• Fragmento del texto:
::::
Quizá lo más destacado del documental "Al sur de la frontera", de Oliver Stone, es que un consagrado cineasta, laureado por el establishment hollywoodense, se propusiera mirar a nuestra América ya no desde la perspectiva hegemónica, el ojo del poder imperial, sino desde el punto de vista de algunos de los líderes políticos que encabezan los procesos de cambio en nuestra región.
Por estos días, distintas agencias internacionales de noticias informaron de la presentación de un documental del director estadounidense Oliver Stone, en el Festival de Cine de Venecia. Con el título de “Al sur de la frontera” (“South of the border”), la obra propone un acercamiento a la complejidad y riqueza de los procesos de cambio político y social en América Latina, apoyado en los testimonios de entrevistas realizadas por el cineasta a los presidentes Raúl Castro, Rafael Correa, Evo Morales, Cristina Fernández, Fernando Lugo y Lula da Silva, y particularmente al presidente de Venezuela, Hugo Chávez.
En una nota periodística publicada por Los Angeles Times, Stone explicó los motivos profundos de esta incursión en la realidad latinoamericana: “Como un hombre joven me lavaron el cerebro para creer que teníamos enemigos por todos lados. Y ahora he viajado por todo el mundo, quiero decir que tienes que preguntarte ¿por qué? ¿Por qué constantemente hacemos esto? ¿Dónde nos nació esta paranoia?”
Para El Universal de Caracas, reconocido diario opositor a la Revolución Bolivariana, lo llamativo del asunto era que Chávez sería uno de los protagonistas del Festival junto a Rambo, fetiche del cine y la industria guerrerista norteamericana ("Chávez, Rambo y Hollywood se miden en Festival de Venecia", 31-08-2009)
Para nosotros, en cambio, lo más destacado es que un consagrado cineasta, laureado por el establishment hollywoodense, se propusiera mirar a nuestra América ya no desde la perspectiva hegemónica, el ojo del poder imperial, sino desde el punto de vista de algunos de los líderes políticos que encabezan diversos y disímiles procesos. ¿Por qué lo consideramos así? Intentaremos exponer las razones en estas líneas.
::::
• Extractos del listado:
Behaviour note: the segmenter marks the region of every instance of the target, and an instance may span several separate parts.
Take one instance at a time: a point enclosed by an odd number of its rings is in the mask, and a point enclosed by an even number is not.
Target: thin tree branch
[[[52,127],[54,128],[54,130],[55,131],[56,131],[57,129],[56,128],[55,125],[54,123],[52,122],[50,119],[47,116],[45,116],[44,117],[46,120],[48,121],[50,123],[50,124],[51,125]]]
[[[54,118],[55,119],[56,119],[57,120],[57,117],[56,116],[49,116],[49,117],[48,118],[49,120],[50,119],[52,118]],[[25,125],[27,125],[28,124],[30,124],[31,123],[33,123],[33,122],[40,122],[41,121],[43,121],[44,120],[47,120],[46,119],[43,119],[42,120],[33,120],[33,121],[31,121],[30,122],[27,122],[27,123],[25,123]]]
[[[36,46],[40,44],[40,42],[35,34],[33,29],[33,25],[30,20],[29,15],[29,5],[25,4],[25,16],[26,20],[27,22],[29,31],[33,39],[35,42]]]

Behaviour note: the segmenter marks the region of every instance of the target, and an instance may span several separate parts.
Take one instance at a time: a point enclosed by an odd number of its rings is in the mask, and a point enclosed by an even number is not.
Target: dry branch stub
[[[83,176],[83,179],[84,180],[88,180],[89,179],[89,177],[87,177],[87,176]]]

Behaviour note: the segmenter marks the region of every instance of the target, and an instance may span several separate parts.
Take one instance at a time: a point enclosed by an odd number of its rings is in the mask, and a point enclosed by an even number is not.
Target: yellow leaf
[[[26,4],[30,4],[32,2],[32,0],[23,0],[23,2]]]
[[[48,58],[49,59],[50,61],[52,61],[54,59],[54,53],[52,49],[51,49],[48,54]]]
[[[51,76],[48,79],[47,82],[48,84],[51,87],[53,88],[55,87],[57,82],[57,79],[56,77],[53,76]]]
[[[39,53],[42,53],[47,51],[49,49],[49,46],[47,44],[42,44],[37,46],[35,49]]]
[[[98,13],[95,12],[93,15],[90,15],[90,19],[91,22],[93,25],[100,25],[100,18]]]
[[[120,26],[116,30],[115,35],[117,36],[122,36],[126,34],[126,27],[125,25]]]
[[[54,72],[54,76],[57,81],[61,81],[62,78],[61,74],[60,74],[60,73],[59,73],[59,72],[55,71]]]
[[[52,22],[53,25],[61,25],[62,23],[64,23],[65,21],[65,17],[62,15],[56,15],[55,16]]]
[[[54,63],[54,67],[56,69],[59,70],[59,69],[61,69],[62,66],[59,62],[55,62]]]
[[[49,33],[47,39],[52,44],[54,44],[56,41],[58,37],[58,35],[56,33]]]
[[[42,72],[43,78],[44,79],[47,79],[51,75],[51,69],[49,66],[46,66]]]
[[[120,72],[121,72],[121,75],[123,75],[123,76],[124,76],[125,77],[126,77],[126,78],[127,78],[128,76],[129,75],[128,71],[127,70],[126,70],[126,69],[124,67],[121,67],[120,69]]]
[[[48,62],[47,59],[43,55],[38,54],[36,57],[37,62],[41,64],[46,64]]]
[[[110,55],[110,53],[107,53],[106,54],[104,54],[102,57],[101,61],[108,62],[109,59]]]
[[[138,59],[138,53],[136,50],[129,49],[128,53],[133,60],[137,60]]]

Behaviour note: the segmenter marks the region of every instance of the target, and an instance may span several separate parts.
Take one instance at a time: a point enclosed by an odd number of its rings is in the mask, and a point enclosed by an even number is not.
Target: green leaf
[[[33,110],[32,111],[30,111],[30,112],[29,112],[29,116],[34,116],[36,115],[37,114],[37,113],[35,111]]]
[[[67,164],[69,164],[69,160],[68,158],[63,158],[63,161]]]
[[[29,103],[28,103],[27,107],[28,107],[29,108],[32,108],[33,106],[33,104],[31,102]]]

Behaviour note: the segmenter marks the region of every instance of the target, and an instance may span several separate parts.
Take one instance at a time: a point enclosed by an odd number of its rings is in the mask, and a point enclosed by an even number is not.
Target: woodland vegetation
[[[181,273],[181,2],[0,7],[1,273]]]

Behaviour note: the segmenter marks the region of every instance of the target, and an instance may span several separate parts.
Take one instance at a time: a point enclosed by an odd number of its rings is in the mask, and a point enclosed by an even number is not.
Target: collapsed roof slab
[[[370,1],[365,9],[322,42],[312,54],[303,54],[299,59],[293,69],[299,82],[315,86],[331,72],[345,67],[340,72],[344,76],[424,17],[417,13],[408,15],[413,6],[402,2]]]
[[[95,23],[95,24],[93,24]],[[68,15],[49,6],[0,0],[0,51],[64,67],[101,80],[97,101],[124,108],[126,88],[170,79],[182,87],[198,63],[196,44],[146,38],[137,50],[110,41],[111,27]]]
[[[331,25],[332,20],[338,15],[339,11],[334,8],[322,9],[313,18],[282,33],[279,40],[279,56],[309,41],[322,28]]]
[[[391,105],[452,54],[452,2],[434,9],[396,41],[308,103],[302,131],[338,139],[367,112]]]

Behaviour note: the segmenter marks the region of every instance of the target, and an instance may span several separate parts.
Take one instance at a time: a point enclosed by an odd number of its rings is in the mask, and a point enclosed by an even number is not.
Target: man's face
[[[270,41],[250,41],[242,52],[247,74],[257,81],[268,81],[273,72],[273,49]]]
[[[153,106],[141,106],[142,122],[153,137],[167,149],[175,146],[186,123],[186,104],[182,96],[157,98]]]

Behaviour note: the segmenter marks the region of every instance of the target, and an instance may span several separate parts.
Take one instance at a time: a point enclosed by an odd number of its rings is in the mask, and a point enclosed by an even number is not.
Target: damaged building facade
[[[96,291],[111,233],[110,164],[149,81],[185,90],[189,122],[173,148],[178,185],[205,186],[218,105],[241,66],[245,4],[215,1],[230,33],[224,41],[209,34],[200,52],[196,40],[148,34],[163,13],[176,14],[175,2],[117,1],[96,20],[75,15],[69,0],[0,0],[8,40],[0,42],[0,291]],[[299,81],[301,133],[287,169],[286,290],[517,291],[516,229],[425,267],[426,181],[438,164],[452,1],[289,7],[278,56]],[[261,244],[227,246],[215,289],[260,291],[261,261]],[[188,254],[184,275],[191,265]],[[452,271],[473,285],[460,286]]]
::::
• Problema planteado: Copia sin cambios el pasaje del texto sobre el documental "Al sur de la frontera" que comienza en "Para nosotros, en" y concluye en "en estas líneas.".

• Respuesta a la tarea:
Para nosotros, en cambio, lo más destacado es que un consagrado cineasta, laureado por el establishment hollywoodense, se propusiera mirar a nuestra América ya no desde la perspectiva hegemónica, el ojo del poder imperial, sino desde el punto de vista de algunos de los líderes políticos que encabezan diversos y disímiles procesos. ¿Por qué lo consideramos así? Intentaremos exponer las razones en estas líneas.